DATA FOR PROCESSING
□ □ □ □ □ □ □

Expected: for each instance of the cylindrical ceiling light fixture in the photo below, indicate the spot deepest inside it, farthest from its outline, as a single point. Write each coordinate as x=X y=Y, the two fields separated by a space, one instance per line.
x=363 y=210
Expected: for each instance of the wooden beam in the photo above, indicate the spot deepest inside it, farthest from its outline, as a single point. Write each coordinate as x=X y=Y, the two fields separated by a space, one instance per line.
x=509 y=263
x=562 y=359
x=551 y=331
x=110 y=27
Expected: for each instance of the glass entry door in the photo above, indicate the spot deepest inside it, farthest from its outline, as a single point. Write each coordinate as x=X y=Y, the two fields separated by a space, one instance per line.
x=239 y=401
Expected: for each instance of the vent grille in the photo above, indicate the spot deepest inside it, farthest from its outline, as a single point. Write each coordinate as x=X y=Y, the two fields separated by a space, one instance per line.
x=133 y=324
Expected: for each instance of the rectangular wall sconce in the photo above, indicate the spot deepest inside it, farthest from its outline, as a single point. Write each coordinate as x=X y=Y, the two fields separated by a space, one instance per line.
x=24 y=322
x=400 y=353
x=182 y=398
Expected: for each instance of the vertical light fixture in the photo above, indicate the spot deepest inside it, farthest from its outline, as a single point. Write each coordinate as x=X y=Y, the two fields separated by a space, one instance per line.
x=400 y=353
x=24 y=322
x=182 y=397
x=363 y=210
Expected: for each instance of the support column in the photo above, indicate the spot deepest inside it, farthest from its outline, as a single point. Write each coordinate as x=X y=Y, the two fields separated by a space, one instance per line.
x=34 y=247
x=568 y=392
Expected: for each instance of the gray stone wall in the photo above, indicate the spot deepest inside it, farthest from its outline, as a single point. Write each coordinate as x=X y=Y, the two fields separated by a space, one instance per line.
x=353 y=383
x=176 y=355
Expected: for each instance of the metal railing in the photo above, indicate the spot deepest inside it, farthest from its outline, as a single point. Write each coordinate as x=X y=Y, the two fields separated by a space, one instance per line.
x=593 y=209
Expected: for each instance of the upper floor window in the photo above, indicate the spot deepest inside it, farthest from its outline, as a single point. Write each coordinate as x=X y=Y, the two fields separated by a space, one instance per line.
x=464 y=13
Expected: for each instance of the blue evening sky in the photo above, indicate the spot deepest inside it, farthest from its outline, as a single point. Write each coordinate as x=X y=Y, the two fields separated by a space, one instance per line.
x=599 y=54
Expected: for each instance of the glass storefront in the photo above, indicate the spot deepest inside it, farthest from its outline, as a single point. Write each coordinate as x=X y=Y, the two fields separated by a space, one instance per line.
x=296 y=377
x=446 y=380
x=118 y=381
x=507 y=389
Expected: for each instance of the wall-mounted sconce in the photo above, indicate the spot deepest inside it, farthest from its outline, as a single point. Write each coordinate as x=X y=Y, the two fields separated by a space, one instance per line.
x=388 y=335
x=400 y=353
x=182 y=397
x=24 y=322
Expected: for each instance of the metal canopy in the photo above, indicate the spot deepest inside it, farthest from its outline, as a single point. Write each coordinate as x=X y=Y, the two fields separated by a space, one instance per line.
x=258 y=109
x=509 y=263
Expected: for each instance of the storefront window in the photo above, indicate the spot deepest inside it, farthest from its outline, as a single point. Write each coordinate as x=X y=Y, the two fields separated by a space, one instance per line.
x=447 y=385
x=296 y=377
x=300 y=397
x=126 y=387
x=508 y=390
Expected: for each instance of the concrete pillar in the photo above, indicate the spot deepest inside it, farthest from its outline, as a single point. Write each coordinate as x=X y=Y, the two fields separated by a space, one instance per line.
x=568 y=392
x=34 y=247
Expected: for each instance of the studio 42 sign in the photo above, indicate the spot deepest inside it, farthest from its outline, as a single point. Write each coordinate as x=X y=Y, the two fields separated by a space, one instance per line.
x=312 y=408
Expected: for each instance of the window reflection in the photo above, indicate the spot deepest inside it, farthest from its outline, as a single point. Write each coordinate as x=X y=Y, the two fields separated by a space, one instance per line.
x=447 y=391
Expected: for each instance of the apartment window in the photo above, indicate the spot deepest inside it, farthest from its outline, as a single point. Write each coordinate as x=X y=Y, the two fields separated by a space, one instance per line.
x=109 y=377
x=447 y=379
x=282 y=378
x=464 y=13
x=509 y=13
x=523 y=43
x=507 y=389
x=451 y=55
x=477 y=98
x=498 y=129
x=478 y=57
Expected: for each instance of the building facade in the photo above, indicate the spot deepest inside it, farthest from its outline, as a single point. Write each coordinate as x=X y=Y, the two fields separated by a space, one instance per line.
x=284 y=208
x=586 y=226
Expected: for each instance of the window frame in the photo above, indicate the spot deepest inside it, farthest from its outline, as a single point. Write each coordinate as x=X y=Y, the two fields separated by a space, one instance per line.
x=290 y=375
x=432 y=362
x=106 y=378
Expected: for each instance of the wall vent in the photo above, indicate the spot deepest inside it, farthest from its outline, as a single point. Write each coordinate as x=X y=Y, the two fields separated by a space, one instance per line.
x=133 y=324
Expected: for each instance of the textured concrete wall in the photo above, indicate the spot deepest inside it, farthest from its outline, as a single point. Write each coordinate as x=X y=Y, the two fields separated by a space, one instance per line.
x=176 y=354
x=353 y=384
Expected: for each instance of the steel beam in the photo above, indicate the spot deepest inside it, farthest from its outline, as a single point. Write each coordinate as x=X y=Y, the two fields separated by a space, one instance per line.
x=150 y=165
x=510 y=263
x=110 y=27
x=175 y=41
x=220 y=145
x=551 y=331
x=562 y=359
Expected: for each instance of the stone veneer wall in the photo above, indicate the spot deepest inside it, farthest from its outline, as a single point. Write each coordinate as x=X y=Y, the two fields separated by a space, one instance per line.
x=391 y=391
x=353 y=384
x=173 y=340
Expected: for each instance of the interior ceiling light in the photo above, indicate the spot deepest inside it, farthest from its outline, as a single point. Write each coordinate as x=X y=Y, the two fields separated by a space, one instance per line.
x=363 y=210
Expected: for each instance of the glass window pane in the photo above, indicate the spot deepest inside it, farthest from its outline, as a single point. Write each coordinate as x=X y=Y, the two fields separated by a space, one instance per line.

□ □ □ □ □ □ □

PROBLEM DESCRIPTION
What you should produce is an exact retyping of every line above.

OUTPUT OF THE TASK
Expected: for each instance of the cylindrical ceiling light fixture in the photo below, indicate the spot deepest inside it, farthest from its outline, as a single point. Write each coordinate as x=X y=Y, the two fields separated by a space, one instance per line.
x=363 y=210
Expected: for each instance of the wooden beam in the photo above, indicate the spot deepest inside it, farthest from its outline, as a single point. Write each coordinate as x=X y=Y, the two fields separated by a space, one instance per line.
x=509 y=263
x=562 y=359
x=551 y=331
x=110 y=27
Expected: for each instance of the glass entry door in the photo above, indicate the spot deepest inside it, farthest from its outline, as a single point. Write each coordinate as x=X y=Y, the two fields separated by a space, one instance per line.
x=239 y=401
Expected: for each instance of the vent grille in the photo above, indicate the spot deepest inside it, farthest from its outline, as a single point. Write each coordinate as x=X y=Y, the two fields separated by a space, one instance per line.
x=133 y=324
Expected: for each instance of the rectangular wall sconce in the photo above, indicate the spot deepest inside it, farthest from its outline, as a single point. Write each coordinate as x=X y=Y, the two fields separated by a space, one instance per line.
x=24 y=322
x=400 y=353
x=182 y=398
Expected: for each instance of the vertical light fixture in the photo above, indicate the spot deepest inside it, farthest from its outline, as a single point. Write each coordinate as x=X y=Y, the two fields separated by a space, one instance per line.
x=400 y=353
x=24 y=322
x=182 y=397
x=363 y=210
Expected: for each instance of the support column in the photo above, indicate the spot deepest inside it, farthest from its outline, as a single point. Write each coordinate as x=X y=Y, the two fields separated by a space, one instance per line.
x=34 y=247
x=568 y=392
Expected: for each instance of the gray stone wall in the photo above, indicate the spot deepest inside it, farthest from its outline, as a single point. Write each coordinate as x=X y=Y, the two fields separated by a space, one instance per line.
x=353 y=383
x=176 y=355
Expected: for each instance of the metal railing in the photo above, indicate the spot deepest inside it, farthest from its outline, as a single point. Write each coordinate as x=X y=Y, the two fields separated by a space, one instance per line.
x=593 y=209
Expected: for each instance of the upper floor window in the photo above, indicate the spot deepest inside it, farthest from its outline, as a single point. Write each coordinate as x=X y=Y, the two fields separated by a space, one instance per line.
x=464 y=13
Expected: for each instance of the blue evening sky in the photo above, indicate the spot deepest inside it, farthest from its outline, as a single point. Write each coordinate as x=X y=Y, the two fields separated by a space, one instance per line.
x=599 y=54
Expected: for each instance of the glass storefront in the photo above, indicate the spot deepest inside it, farthest from its outline, as a single point. Write each coordinate as x=X y=Y, the two fields separated by a space, one instance per line.
x=296 y=377
x=446 y=380
x=118 y=381
x=507 y=389
Expected: for each instance of the wall-mounted sconce in the photo above, indicate the spot deepest inside it, farthest from its outline, as a single point. Write each coordinate as x=X y=Y, the two fields separated by a space, one instance per line.
x=388 y=335
x=400 y=353
x=182 y=397
x=24 y=322
Expected: for each instance of the metal canopy in the photo above, indicate the spot deepest inside it, farthest from its outline, as a single point. Write each coordinate as x=X y=Y, the two fields separated by a space, one instance per line.
x=258 y=109
x=509 y=263
Expected: for each instance of the storefront window in the photo above, indicate the spot deepest inside it, farthest from its outline, as a single point. Write each coordinate as x=X y=Y, the two fields separated by a space, one instance per line.
x=447 y=385
x=296 y=377
x=300 y=397
x=126 y=387
x=508 y=390
Expected: for each instance of the concrete pillar in the photo above, indicate the spot deepest inside it, farthest from its outline, as a single point. Write each coordinate as x=X y=Y, the two fields separated by a space, one instance per line.
x=568 y=392
x=34 y=247
Expected: for each instance of the studio 42 sign in the photo above, indicate the spot deepest inside it, farthest from its outline, as a single point. Write each coordinate as x=X y=Y, the two fields separated by a space, one instance per line.
x=312 y=408
Expected: for each instance of the window reflection in the photo above, indicate the spot deepest inside it, farthest from its outline, as a single point. Write each coordinate as x=X y=Y, the two fields separated by a space, one instance per line.
x=447 y=391
Expected: for each instance of the apartment window in the photo above, indicate the spot deepest inside it, farthest from its outline, as a single point. Write each coordinate as x=X y=Y, the two fields separated by a space, one instance per line.
x=109 y=377
x=447 y=379
x=282 y=378
x=464 y=13
x=509 y=13
x=523 y=43
x=507 y=389
x=451 y=55
x=477 y=98
x=498 y=129
x=478 y=57
Expected: for each instance of the building facade in the photo above, indicate the spot deepest inside it, farthest from its outline, as a single point. Write each coordinate as x=X y=Y, the two fields separated by a space, one instance per line.
x=284 y=208
x=586 y=226
Expected: for each instance of the window frame in the photo above, indicate the spot deepest inside it, farthest from its outline, as a single point. Write each coordinate as x=X y=Y, the two fields separated by a space, one instance per line.
x=290 y=375
x=432 y=362
x=106 y=378
Expected: for each instance of the wall vent in the photo above, indicate the spot deepest inside it, farthest from its outline, as a single point. Write each coordinate as x=X y=Y, the two fields separated by a space, one instance per line.
x=133 y=324
Expected: for each instance of the textured concrete wall in the photo above, indicate the spot deepest inside it, farthest from its outline, as a single point. Write each coordinate as x=X y=Y, the two fields separated by a space, one instance per line.
x=176 y=354
x=353 y=384
Expected: for each instance of the steel beam in the photo above, indicate the spot deepest inside it, farthest from its outline, as a single point. Write each coordinate as x=X y=Y, the two fields separated by a space, one instance per line.
x=150 y=165
x=510 y=263
x=110 y=27
x=175 y=41
x=220 y=145
x=551 y=331
x=562 y=359
Expected: for each instance of the stone veneer wall in the photo above, indicate the spot deepest inside it, farthest from its outline, as a single point. Write each coordinate as x=X y=Y, the two fields separated by a space, one instance per line.
x=391 y=391
x=353 y=384
x=173 y=340
Expected: for each instance of the interior ceiling light in the photo above, indicate the spot deepest inside it, farthest from its outline, as a single point. Write each coordinate as x=X y=Y, the two fields separated by a space, one instance per line.
x=363 y=210
Expected: for each instance of the glass window pane in the photo above, indicate the spot deepest inside it, farthest from its outline, as a single point. Write each coordinate as x=X y=Y, the two fields separated by a space, one instance per line.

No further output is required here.